_文書抜粋:_
****

ナノ物質科学の新たなフェーズを切り拓くことを目標に、原子の数が正確に定まった
極微小な粒子「クラスター」に着目しています。数個〜数十個の原子で構成される
クラスターの特質は、原子1個の増減で物性や反応性が不規則かつ劇的に変化すること
であり、従来の常識を超えた新物質の発見が期待されています。そのため、希少な元素
を新たな材料で置き換える元素代替の視点で特に注目されます。例えば、触媒に代表
される化学反応では、活性点となるナノ構造を切り出したクラスターが反応の本質理解
と新規材料の設計につながり、白金など従来の触媒材料を一変させる可能性を秘めて
います。また、宇宙空間で分子が合成される過程においてクラスターが反応の鍵を
握っているとの仮説があり、科学の広い分野で注目されています。

****

_資料:_
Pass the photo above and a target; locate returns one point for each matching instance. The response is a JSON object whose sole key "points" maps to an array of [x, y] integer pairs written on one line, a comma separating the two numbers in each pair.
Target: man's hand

****

_実施事項:_
[A] クラスター研究の紹介文のうち、「ナノ物質科学の新たなフェーズを切り拓くことを目標に、原子の数が正確に定まった」から「握っているとの仮説があり、科学の広い分野で注目されています。」までをそのまま書き写してください。
[B] クラスター研究の紹介文をもとに、次の問いに答えてください。
(i) クラスターは何個程度の原子で構成されると書かれていますか。
(ii) 従来の触媒材料の例として挙げられている元素は何ですか。
(iii) クラスターが反応の鍵を握っているとの仮説があるのは、宇宙空間でのどのような過程ですか。
[C] クラスター研究の紹介文を、最後の文の後から書き継いでください。

_回答一覧:_
[A]
ナノ物質科学の新たなフェーズを切り拓くことを目標に、原子の数が正確に定まった
極微小な粒子「クラスター」に着目しています。数個〜数十個の原子で構成される
クラスターの特質は、原子1個の増減で物性や反応性が不規則かつ劇的に変化すること
であり、従来の常識を超えた新物質の発見が期待されています。そのため、希少な元素
を新たな材料で置き換える元素代替の視点で特に注目されます。例えば、触媒に代表
される化学反応では、活性点となるナノ構造を切り出したクラスターが反応の本質理解
と新規材料の設計につながり、白金など従来の触媒材料を一変させる可能性を秘めて
います。また、宇宙空間で分子が合成される過程においてクラスターが反応の鍵を
握っているとの仮説があり、科学の広い分野で注目されています。

[B]
(i) 数個〜数十個
(ii) 白金
(iii) 分子が合成される過程

[C]
我々は、クラスターが関与する物理・化学現象に広く着目し、物理化学の視点と研究
手段で探究しています。原子の数(サイズ)をパラメータとしてサイズ効果を捉え、
これら新たな物質群の科学を深化し体系化する研究を推進しています。具体的な研究
手段として、質量分析技術で原子1個の精度でサイズを制御するクラスター発生法、
反応生成物の時々刻々の変化を捉える化学反応追跡法、レーザーや放射光を利用した
分光法など、最先端の実験手段を駆使して、物性・反応性の究明とともに新たな物
質の創製に取り組んでいます。
我々は一方で、ミクロ(原子・分子・クラスター)からマクロ(液相・固相)までを
つなぐ科学の開拓を目指しています。これまでに解明を進めてきているミクロな物質の
特性がマクロな領域の現象に波及する過程を、物質科学の本質的な問題と捉えています。
具体的には、遷移金属の磁性の発達、金属中の電子の光応答における表面プラズモン
共鳴の発達、微小液滴の固液相転移ダイナミクスなどの研究に取り組んで、新たな問
題を掘り起こしています。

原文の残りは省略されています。